**GIVEN REQUEST:** Put the records below, from the start through the line that contains "(1049, 967)", into a two-column CSV with columns named request and points. Make one row per request, with its text in the first column and its answer in the second, each in a single quoted field with line breaks replaced by spaces.

**Dataset records on where objects appear:**
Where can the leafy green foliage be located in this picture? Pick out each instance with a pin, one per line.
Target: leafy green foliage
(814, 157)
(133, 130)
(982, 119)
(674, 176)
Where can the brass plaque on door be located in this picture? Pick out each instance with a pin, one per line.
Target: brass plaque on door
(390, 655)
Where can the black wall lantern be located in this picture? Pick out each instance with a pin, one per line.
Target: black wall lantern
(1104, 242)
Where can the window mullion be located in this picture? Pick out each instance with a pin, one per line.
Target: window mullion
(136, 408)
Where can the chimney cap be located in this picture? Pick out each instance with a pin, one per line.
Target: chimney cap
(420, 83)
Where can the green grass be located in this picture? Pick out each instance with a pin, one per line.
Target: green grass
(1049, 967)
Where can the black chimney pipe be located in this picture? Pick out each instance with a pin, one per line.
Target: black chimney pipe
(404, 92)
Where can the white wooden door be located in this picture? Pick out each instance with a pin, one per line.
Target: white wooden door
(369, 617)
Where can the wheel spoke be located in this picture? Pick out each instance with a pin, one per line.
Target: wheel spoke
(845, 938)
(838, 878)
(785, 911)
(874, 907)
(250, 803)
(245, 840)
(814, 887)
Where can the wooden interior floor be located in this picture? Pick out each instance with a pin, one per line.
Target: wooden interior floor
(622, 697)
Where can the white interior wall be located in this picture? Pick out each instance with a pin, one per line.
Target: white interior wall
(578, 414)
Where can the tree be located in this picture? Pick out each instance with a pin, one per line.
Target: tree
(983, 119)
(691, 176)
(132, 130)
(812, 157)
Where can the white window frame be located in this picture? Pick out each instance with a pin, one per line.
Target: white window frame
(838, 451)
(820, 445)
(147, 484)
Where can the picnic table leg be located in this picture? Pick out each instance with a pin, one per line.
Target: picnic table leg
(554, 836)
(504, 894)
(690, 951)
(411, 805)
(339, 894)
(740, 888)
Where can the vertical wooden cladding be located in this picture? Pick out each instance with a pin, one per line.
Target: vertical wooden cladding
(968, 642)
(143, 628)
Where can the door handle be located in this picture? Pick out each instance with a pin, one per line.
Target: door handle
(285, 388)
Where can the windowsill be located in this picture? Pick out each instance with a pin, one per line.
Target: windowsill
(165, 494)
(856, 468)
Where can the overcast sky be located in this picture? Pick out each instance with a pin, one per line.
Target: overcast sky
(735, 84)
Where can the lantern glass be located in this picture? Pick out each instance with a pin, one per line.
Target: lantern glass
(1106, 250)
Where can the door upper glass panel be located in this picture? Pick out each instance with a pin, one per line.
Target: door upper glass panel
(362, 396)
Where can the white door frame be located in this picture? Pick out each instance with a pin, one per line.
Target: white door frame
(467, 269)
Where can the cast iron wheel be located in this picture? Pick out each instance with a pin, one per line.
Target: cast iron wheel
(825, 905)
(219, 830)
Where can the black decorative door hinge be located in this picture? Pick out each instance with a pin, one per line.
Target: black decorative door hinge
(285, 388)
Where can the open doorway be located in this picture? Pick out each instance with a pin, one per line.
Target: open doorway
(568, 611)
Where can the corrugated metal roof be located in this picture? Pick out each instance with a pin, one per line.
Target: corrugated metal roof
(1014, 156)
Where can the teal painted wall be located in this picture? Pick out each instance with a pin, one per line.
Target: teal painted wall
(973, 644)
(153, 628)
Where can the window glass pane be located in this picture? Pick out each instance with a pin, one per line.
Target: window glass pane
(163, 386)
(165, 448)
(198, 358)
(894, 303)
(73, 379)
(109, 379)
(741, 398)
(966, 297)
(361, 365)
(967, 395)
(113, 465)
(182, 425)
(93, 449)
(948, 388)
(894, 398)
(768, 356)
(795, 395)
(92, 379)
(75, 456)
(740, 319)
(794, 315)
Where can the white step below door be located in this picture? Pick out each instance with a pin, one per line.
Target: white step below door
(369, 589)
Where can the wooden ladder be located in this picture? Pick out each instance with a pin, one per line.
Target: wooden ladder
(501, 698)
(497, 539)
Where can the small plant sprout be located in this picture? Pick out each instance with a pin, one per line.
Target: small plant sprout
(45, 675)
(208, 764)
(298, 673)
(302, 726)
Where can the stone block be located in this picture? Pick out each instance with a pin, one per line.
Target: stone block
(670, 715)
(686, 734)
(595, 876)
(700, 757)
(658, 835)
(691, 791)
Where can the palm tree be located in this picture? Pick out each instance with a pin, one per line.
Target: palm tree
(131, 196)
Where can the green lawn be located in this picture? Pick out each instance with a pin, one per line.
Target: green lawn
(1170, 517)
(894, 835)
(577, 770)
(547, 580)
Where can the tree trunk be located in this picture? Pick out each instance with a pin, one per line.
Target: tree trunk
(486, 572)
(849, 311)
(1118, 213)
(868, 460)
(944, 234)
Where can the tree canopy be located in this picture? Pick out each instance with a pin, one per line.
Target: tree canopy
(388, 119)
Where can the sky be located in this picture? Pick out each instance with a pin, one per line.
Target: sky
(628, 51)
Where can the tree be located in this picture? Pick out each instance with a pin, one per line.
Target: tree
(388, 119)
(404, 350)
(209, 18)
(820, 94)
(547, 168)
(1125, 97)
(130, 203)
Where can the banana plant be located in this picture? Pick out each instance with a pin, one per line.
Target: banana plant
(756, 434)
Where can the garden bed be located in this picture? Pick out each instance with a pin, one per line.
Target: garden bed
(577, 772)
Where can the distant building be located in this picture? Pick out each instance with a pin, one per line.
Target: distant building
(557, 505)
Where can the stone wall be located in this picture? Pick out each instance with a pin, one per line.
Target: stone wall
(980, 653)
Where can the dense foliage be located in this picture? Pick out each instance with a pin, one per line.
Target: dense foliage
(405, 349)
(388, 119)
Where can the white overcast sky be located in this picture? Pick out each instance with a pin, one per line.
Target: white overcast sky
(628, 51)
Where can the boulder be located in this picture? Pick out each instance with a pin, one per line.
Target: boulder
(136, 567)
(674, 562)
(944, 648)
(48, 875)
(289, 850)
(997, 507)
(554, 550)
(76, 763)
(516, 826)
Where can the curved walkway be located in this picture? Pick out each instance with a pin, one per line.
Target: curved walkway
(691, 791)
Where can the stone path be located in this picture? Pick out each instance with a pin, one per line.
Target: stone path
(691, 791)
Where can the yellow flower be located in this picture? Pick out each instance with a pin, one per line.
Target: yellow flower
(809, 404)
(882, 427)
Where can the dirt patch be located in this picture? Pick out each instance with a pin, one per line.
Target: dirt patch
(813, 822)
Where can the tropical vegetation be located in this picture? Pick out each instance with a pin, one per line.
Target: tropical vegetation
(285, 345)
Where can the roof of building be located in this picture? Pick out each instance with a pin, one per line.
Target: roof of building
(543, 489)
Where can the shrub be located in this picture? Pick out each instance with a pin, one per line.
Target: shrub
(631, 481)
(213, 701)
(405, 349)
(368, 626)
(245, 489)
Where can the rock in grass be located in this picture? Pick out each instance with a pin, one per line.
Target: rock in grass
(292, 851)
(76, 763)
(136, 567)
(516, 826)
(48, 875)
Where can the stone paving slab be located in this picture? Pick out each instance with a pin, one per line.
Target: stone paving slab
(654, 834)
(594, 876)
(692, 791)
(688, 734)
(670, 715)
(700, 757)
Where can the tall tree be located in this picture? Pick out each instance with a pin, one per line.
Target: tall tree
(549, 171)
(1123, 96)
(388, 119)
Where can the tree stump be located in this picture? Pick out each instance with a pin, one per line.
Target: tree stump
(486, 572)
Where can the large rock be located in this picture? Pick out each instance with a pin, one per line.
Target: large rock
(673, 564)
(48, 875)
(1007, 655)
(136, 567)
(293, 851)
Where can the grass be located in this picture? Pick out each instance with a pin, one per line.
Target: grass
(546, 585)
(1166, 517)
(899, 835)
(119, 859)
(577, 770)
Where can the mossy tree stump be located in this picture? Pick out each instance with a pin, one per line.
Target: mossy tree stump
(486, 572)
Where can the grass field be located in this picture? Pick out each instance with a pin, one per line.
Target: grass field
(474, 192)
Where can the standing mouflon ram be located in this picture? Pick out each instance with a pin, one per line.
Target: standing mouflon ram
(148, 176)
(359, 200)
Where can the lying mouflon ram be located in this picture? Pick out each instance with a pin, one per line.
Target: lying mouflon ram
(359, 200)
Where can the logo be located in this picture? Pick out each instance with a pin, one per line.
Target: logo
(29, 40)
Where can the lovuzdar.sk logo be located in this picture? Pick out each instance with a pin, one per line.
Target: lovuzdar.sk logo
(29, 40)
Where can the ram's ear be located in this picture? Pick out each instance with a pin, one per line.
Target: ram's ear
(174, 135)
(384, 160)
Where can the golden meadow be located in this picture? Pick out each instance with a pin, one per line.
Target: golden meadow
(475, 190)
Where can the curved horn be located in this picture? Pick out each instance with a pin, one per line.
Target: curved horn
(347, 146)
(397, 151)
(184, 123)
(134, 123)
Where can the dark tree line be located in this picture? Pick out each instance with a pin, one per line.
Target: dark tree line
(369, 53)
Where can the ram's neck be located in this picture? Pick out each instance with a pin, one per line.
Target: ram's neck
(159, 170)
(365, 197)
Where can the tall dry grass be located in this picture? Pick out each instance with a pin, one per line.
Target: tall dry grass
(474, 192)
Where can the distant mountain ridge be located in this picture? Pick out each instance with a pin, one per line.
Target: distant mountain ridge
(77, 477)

**FINISHED TASK:**
request,points
"Where can the leafy green foliage be located in this picture? Pick out each instance with a pin, one per line. Target: leafy green foliage","(814, 157) (133, 130) (982, 119) (674, 176)"
"Where can the brass plaque on door be located in this picture? Pick out each instance with a pin, one per line. Target: brass plaque on door","(390, 655)"
"Where can the black wall lantern be located in this picture? Pick out each instance with a pin, one per line. Target: black wall lantern","(1104, 242)"
"Where can the window mullion be located in this picture? Pick out each instance with a pin, one per line. Target: window mullion","(136, 408)"
"Where can the chimney cap be located in this picture? Pick out each instance with a pin, one per line. Target: chimney cap","(420, 83)"
"Where can the green grass be located in this picture? Pick out each instance with a pin, one per line. Target: green grass","(1049, 967)"